__Data to use__:
⁂

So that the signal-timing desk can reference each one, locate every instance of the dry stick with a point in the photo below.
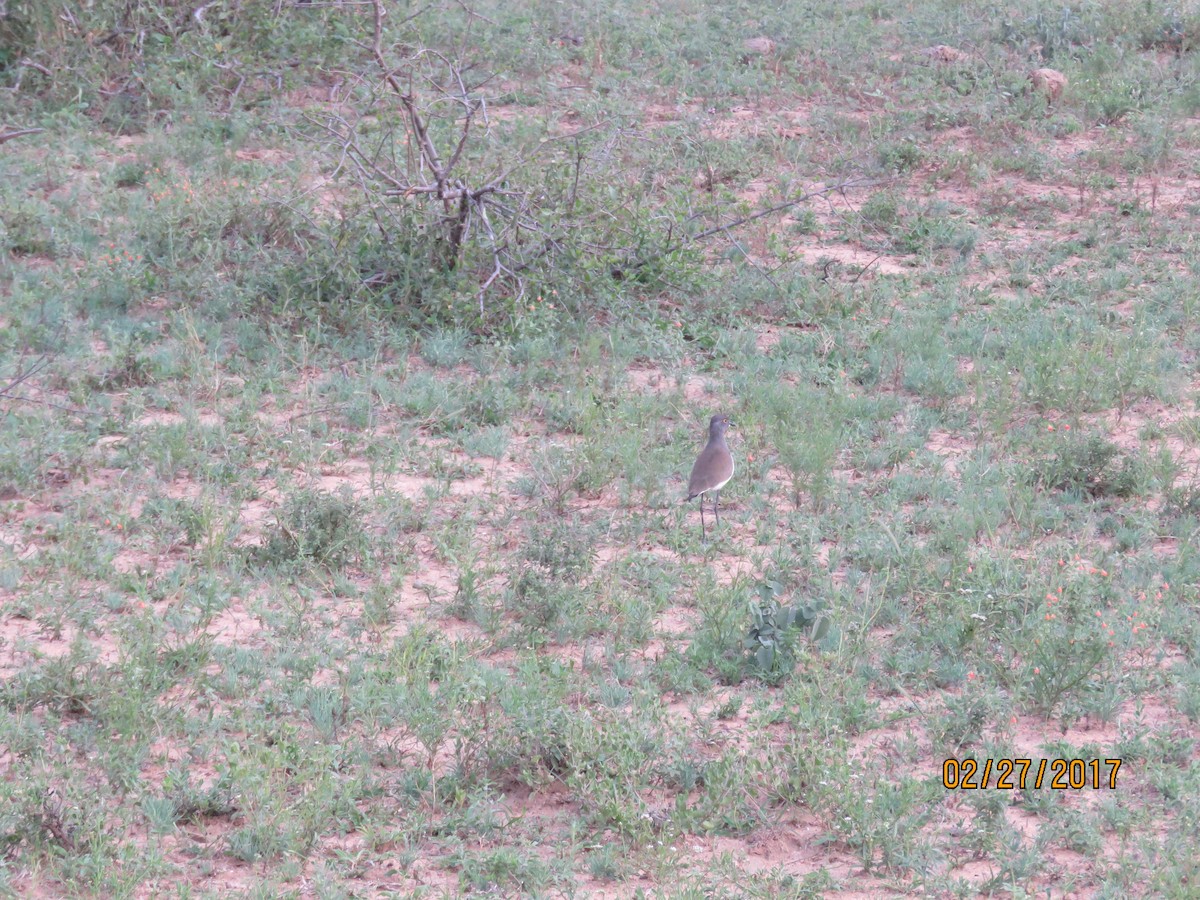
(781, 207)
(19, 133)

⁂

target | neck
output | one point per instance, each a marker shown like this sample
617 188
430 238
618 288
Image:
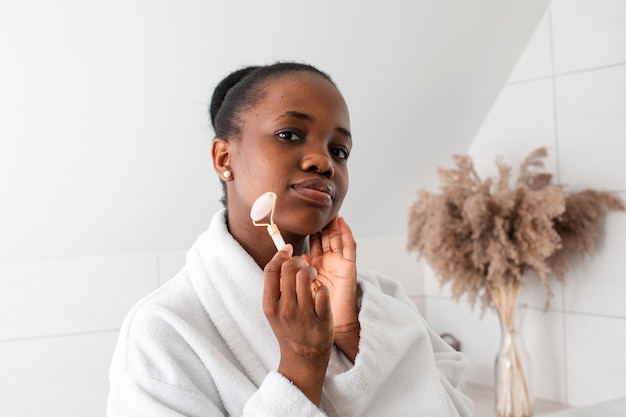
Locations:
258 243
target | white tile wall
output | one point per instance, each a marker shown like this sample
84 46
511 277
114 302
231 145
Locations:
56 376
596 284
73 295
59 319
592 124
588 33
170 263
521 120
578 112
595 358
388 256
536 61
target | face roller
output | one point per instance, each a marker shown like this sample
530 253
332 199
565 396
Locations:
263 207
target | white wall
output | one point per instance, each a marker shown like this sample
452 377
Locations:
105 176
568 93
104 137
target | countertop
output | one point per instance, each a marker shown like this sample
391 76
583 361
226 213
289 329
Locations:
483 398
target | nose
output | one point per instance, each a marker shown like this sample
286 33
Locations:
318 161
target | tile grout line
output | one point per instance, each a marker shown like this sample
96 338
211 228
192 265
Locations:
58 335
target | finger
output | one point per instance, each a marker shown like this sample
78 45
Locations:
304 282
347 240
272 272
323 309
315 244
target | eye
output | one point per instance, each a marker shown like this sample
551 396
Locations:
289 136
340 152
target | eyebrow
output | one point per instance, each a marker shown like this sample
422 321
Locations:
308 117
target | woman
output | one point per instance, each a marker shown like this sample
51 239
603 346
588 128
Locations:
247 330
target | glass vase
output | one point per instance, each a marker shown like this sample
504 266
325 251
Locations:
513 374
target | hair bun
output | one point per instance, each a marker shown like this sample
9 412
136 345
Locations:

⁂

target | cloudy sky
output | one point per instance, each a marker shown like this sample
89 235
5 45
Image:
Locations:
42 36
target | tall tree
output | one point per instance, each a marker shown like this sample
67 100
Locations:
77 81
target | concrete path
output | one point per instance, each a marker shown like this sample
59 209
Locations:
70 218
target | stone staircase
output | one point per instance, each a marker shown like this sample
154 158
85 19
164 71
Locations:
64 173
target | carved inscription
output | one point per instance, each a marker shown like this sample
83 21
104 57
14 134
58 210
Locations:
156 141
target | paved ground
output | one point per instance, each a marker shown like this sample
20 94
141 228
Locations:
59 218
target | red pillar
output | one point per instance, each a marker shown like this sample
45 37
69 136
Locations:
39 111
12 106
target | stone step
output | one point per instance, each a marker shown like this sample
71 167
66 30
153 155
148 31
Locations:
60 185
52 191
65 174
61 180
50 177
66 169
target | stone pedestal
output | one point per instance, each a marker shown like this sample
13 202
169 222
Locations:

⁂

__Exercise__: Pull out each line of the entries above that contains the word "wall", copying every such line unchanged.

__Exercise solution__:
target | white tile wall
target | white wall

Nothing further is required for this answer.